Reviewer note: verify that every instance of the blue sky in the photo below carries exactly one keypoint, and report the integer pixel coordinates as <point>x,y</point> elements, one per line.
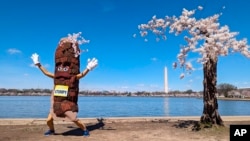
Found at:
<point>125,63</point>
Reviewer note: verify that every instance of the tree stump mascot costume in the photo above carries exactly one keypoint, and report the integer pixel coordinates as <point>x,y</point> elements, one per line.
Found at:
<point>64,96</point>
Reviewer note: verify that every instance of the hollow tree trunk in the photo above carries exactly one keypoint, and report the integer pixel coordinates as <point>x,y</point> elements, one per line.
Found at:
<point>210,110</point>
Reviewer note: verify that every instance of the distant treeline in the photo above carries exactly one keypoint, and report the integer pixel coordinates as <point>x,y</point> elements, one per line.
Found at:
<point>39,92</point>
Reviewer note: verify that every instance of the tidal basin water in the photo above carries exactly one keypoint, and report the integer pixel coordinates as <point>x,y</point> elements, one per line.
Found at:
<point>93,107</point>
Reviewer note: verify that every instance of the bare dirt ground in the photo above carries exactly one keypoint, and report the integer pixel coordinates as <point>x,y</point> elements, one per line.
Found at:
<point>115,130</point>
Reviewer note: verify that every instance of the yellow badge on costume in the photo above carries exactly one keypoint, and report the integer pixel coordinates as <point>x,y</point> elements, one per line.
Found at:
<point>61,90</point>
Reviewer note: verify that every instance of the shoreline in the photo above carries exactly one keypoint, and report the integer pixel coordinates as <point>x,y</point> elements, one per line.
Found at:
<point>41,121</point>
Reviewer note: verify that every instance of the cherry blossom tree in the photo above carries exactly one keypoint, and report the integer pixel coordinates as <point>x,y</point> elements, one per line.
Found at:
<point>206,37</point>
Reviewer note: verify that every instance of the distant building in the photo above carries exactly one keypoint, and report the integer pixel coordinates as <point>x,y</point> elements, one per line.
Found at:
<point>165,79</point>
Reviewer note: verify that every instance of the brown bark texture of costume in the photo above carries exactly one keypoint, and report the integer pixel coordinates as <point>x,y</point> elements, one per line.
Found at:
<point>65,58</point>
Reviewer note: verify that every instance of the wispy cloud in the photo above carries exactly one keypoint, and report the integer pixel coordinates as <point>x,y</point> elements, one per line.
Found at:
<point>13,51</point>
<point>140,85</point>
<point>153,59</point>
<point>34,66</point>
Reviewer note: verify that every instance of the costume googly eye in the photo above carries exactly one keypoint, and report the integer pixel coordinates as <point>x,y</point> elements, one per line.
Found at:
<point>59,68</point>
<point>65,69</point>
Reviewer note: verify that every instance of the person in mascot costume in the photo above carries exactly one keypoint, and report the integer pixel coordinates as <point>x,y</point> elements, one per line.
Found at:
<point>66,77</point>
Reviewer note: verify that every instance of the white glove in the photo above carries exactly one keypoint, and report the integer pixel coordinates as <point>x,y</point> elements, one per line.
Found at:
<point>34,57</point>
<point>92,63</point>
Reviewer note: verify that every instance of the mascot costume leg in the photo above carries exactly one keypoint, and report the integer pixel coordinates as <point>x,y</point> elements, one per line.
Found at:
<point>66,77</point>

★ ★ ★ ★

> **The problem**: Please revise all of the lines above, replacing each "Found at" with "Located at" and keeping everything else unchanged. Omit the pictures from your answer.

> **Exercise solution**:
Reviewer note: verify that every instance of the blue sky in the photo below carries exactly one keypoint, and report the integer pixel coordinates as <point>x,y</point> elements, one per line.
Located at:
<point>125,63</point>
Reviewer note: verify that every instance of the tree stump mascot costume in the photo above carries exactly one keypoint, and report the integer pixel coordinates as <point>x,y</point> elements, one per line.
Located at:
<point>64,96</point>
Reviewer note: verify that every instance of the hollow tree trunk in the photo above carries exactly one keypoint, and report the integer pixel coordinates as <point>x,y</point> elements, one per line.
Located at:
<point>210,110</point>
Reviewer note: verify that every instance of the distant treeline in the photo above carries exactly one keypoint, and report the integer pixel coordinates as <point>x,y</point> elements, one per line.
Located at:
<point>39,92</point>
Reviewer note: verify that every instance of the tidal basin water in the photo above carries exactly one keypoint, and report the integer pixel coordinates as <point>x,y</point> elements, one per line.
Located at:
<point>93,107</point>
Reviewer note: verify that every instance of the bare dirt ground in the photo above carries exactly one keypoint, and report the integer pixel coordinates as <point>x,y</point> elements, one per line.
Located at:
<point>115,130</point>
Reviewer note: verify that every instance of the yellow badge on costume in the photo above carries exactly one keypoint, and report the integer pixel coordinates as <point>x,y</point> elements, one per line.
Located at:
<point>61,90</point>
Reviewer note: verify that every instance of the shoreline in the photo above carries exactly one keypoint, and report the integer pixel coordinates as <point>x,y</point> elements, one per line.
Located at:
<point>41,121</point>
Reviewer note: verify that every instance of the cherry blossom tree in the photo above carries exactly one keypoint, and report the integer pixel coordinates as <point>x,y</point> elements, one per line.
Located at:
<point>206,37</point>
Reviewer note: verify that every instance of the distant building in the photo above carries exactly one keypoint, and report the integer pixel coordinates as <point>x,y</point> elements, one per line.
Located at:
<point>165,79</point>
Reviewer note: verify that every instance of the brown bark texture of costume in the photo above carries exactly one keypoint, and report the integer pixel coordinates as <point>x,y</point> elements, one per line.
Located at:
<point>65,58</point>
Reviewer note: verify that every instance of the wispy cloud in the photo above carries exactly one keypoint, and report the integer pixel coordinates as <point>x,y</point> elements, one per line.
Located at:
<point>13,51</point>
<point>140,85</point>
<point>153,59</point>
<point>34,66</point>
Reviewer note: verify that every instance of the costume googly eye in the photo above carries exactly one keypoint, and report the integer pixel coordinates as <point>x,y</point> elements, one per line.
Located at:
<point>59,68</point>
<point>65,69</point>
Reviewer note: verify that every instance of the person in mascot costume in the photo above carries exactly one keypoint, and report the integer pixel coordinates as <point>x,y</point> elements, one per line.
Located at:
<point>66,77</point>
Reviewer note: verify that every instance of the white glove in the photo above carries exactly one keypoint, and report the integer pixel coordinates as <point>x,y</point> elements, one per line.
Located at:
<point>34,57</point>
<point>92,63</point>
Reviewer note: verify that every instance of the mascot costume leg in the photo above carries exactly one keypoint, and report the integer pixel coordinates as <point>x,y</point> elements, one per line.
Located at:
<point>66,77</point>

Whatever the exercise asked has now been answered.